[[ Excerpted text open ]]

Illiterate Landscape questions the tradition of landscape painting in China on issues of space, perspective and light.

Illiterate Landscape revisits the materiality of Chinese landscape painting in terms of pigments, support and brushwork. Pigments are directly sought for in the mountains of Southwest (reds, purples, indigo) and Northeast China (greens and ocre), while some colours unknown to Chinese painting are introduced (walnut stain).

Silk is preferred to paper for its resilience and transparency, which allow superimpositions and a more lavish use of thick-grained earths or minerals and glues. Brushstrokes are willingly broken, avoiding the disciplined effects of calligraphic lines. 

Illiterate Landscape also strips Chinese landscape painting of a number of its constitutive elements. Calligraphy and seal impressions are banned from the painted surface, so that landscapes stand alone, divorced from the traditional toolkit of literati art. The usual elements determining scale and readability present in traditional landscape painting, such as architectural elements, tree or human figure, are omitted. Thereby, the landscape avoid being attributed a scale and the eye is left with no guide to roam the peaks and ravines. 

Illiterate Landscape focus on issues of spatial articulation, composite perspective and the idea of a visual itinerary. Chinese landscapes are made out of loosely related scenes often referred to as ‘space cells’, with clouds, mist, vegetation or water serving as transitions. While the wider structure of the landscape can suggests general movements of ascension or horizontal travelling, the viewer’s eye is left relatively free as to how to articulate its itinerary from one space cell to another.

Zonal textures, smooth transitions and principles of classic compositions encountered in Chinese landscape painting are present in a fragmentary, recombined state, inviting the viewer to wander along discontinuous lines.

[[ Excerpted text closed ]]
[[ Information given open ]]

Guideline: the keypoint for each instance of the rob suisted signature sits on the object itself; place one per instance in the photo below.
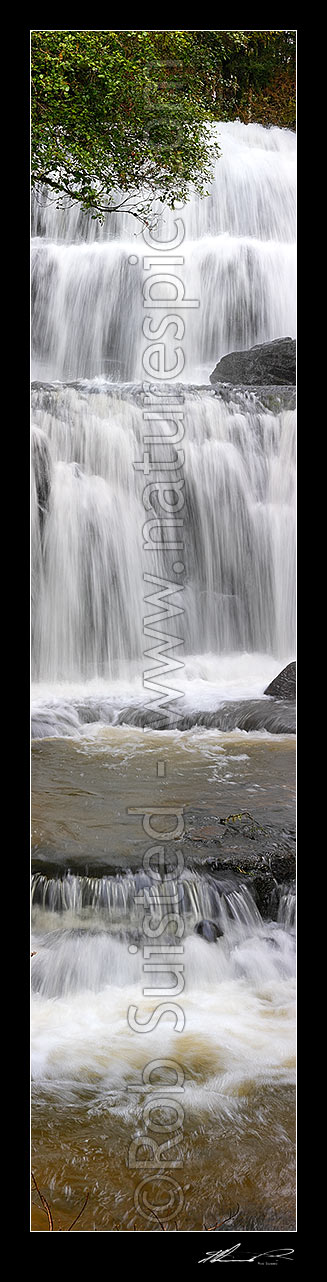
(230, 1258)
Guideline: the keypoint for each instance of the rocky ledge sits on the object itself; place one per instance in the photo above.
(284, 686)
(268, 363)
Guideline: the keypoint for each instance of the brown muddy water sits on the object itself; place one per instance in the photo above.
(231, 1149)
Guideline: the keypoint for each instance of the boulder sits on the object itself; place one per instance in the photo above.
(209, 931)
(266, 363)
(284, 686)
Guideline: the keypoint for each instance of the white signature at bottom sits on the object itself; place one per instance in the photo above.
(228, 1257)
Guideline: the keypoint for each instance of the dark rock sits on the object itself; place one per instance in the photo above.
(209, 931)
(266, 363)
(284, 686)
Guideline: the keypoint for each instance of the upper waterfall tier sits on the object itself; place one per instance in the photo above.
(236, 263)
(253, 194)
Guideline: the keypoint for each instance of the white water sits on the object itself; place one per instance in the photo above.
(237, 627)
(237, 998)
(239, 523)
(239, 255)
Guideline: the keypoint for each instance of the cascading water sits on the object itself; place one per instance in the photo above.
(90, 758)
(239, 459)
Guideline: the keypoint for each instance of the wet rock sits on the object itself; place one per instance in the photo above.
(209, 931)
(266, 363)
(284, 686)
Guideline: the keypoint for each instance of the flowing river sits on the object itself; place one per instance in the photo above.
(163, 604)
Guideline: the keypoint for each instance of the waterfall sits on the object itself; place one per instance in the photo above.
(239, 523)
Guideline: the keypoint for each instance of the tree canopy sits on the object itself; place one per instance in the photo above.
(122, 118)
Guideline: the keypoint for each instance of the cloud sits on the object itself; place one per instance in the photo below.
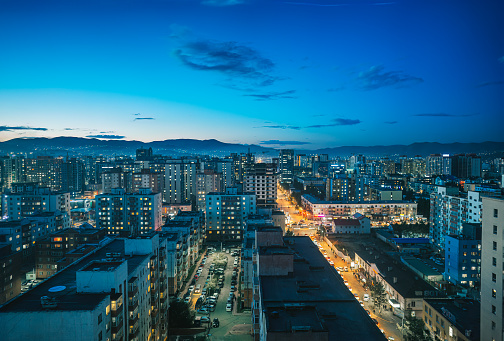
(110, 137)
(337, 122)
(10, 128)
(339, 88)
(229, 58)
(313, 4)
(273, 95)
(441, 114)
(376, 78)
(480, 85)
(281, 127)
(221, 3)
(283, 143)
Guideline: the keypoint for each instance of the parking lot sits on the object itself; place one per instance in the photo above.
(219, 274)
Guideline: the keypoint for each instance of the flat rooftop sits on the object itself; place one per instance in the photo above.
(68, 299)
(315, 283)
(464, 314)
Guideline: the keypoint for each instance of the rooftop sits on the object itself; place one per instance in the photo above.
(318, 291)
(464, 314)
(67, 298)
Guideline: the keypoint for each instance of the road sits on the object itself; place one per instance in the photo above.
(233, 325)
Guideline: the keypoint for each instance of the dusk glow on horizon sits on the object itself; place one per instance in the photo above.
(304, 75)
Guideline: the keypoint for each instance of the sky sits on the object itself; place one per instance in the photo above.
(283, 74)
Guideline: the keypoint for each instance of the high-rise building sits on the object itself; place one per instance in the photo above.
(492, 263)
(466, 165)
(226, 213)
(26, 199)
(286, 166)
(118, 292)
(208, 181)
(129, 214)
(73, 176)
(261, 179)
(463, 256)
(437, 164)
(115, 178)
(448, 214)
(180, 180)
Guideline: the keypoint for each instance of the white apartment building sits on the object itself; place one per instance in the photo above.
(17, 205)
(261, 179)
(226, 213)
(492, 276)
(129, 214)
(180, 181)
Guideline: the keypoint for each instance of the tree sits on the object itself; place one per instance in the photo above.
(180, 315)
(379, 295)
(415, 330)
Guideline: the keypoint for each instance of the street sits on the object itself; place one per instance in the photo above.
(233, 325)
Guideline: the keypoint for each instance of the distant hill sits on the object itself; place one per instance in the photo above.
(92, 146)
(419, 148)
(178, 147)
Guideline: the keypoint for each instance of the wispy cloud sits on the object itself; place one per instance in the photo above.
(13, 128)
(337, 122)
(480, 85)
(376, 78)
(230, 58)
(281, 127)
(283, 143)
(273, 95)
(314, 4)
(110, 137)
(222, 3)
(441, 114)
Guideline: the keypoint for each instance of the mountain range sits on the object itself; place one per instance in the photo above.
(177, 147)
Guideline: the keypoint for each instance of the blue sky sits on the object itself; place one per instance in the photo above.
(303, 74)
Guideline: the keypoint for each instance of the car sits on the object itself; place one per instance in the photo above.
(203, 310)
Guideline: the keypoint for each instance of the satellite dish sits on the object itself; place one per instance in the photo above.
(57, 288)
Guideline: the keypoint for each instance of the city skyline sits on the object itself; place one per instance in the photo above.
(302, 75)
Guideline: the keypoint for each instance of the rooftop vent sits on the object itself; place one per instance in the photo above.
(48, 302)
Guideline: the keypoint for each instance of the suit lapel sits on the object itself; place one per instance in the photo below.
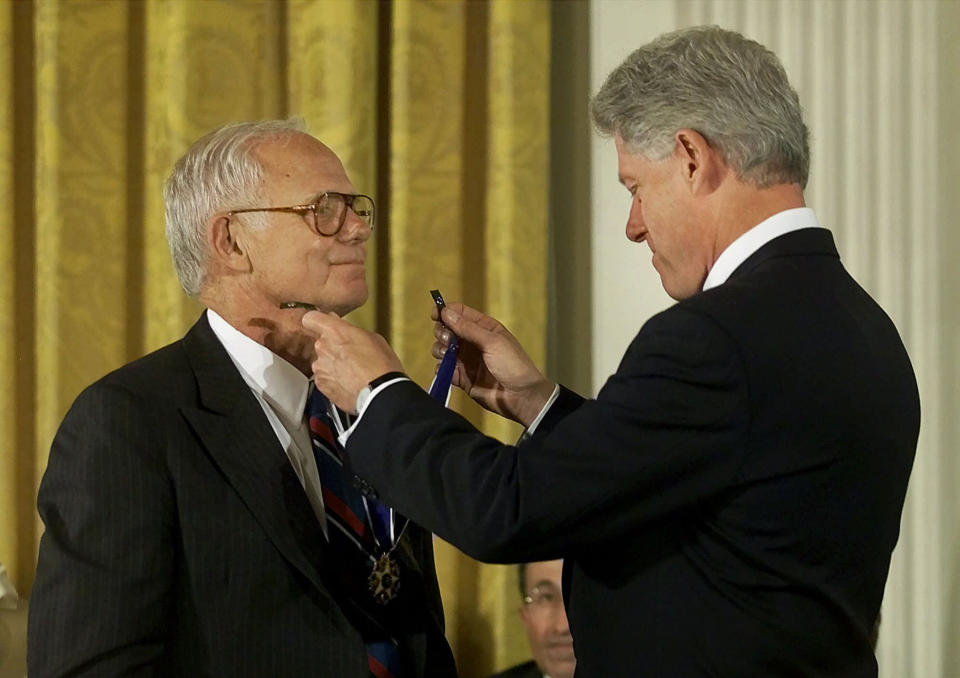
(236, 434)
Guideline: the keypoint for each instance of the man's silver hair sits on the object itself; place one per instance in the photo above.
(219, 172)
(730, 89)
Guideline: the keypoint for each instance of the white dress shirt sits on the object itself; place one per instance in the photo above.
(281, 389)
(740, 249)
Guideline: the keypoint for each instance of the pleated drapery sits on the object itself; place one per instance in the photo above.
(440, 110)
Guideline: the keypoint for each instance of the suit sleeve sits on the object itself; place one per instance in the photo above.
(665, 435)
(100, 603)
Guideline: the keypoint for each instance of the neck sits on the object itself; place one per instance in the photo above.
(277, 329)
(742, 206)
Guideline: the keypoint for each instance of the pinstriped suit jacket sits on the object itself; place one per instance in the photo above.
(179, 541)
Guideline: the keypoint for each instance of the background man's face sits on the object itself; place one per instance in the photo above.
(661, 214)
(291, 262)
(546, 620)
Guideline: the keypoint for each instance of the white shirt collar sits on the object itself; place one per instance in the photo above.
(281, 384)
(740, 249)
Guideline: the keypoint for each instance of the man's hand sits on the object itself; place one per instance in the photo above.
(348, 358)
(492, 366)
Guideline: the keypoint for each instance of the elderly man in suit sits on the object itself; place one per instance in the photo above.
(729, 502)
(198, 519)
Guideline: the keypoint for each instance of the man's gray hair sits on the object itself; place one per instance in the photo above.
(730, 89)
(220, 171)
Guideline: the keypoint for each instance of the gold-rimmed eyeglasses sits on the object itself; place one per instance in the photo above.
(327, 215)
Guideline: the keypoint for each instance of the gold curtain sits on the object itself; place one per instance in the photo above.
(440, 109)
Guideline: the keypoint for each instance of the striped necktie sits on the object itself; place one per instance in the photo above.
(350, 520)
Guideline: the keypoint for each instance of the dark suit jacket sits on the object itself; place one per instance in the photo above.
(728, 504)
(180, 542)
(526, 670)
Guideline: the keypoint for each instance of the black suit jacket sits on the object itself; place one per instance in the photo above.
(180, 542)
(728, 504)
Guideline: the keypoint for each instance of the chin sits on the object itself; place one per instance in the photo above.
(352, 302)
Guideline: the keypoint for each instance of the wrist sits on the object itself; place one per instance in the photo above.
(365, 392)
(533, 401)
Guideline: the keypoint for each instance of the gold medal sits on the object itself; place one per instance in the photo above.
(384, 579)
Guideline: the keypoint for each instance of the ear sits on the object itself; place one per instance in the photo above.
(701, 166)
(225, 243)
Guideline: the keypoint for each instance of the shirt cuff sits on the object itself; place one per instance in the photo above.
(531, 429)
(343, 437)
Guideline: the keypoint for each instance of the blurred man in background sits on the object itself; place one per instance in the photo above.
(545, 620)
(728, 503)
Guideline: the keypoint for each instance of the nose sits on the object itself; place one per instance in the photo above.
(354, 228)
(560, 624)
(636, 228)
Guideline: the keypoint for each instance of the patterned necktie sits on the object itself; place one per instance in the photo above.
(349, 521)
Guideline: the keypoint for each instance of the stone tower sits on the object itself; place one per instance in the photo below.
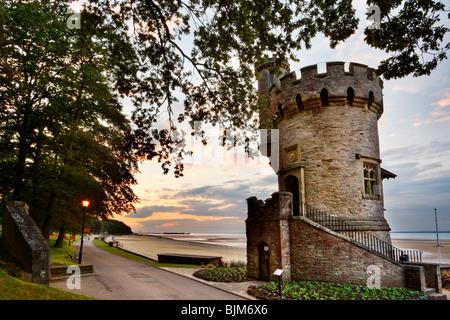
(329, 155)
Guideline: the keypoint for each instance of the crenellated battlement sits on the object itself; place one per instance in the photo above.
(322, 85)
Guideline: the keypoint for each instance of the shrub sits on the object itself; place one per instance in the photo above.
(223, 274)
(314, 290)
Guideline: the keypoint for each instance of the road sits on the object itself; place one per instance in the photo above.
(118, 278)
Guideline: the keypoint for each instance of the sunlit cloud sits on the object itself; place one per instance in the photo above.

[[ Information given closed ]]

### Work instructions
Reproduce everything in the Illiterate Landscape text above from "Illiterate Landscape questions" down to "introduced (walnut stain).".

### Exercise response
Illiterate Landscape questions the tradition of landscape painting in China on issues of space, perspective and light.

Illiterate Landscape revisits the materiality of Chinese landscape painting in terms of pigments, support and brushwork. Pigments are directly sought for in the mountains of Southwest (reds, purples, indigo) and Northeast China (greens and ocre), while some colours unknown to Chinese painting are introduced (walnut stain).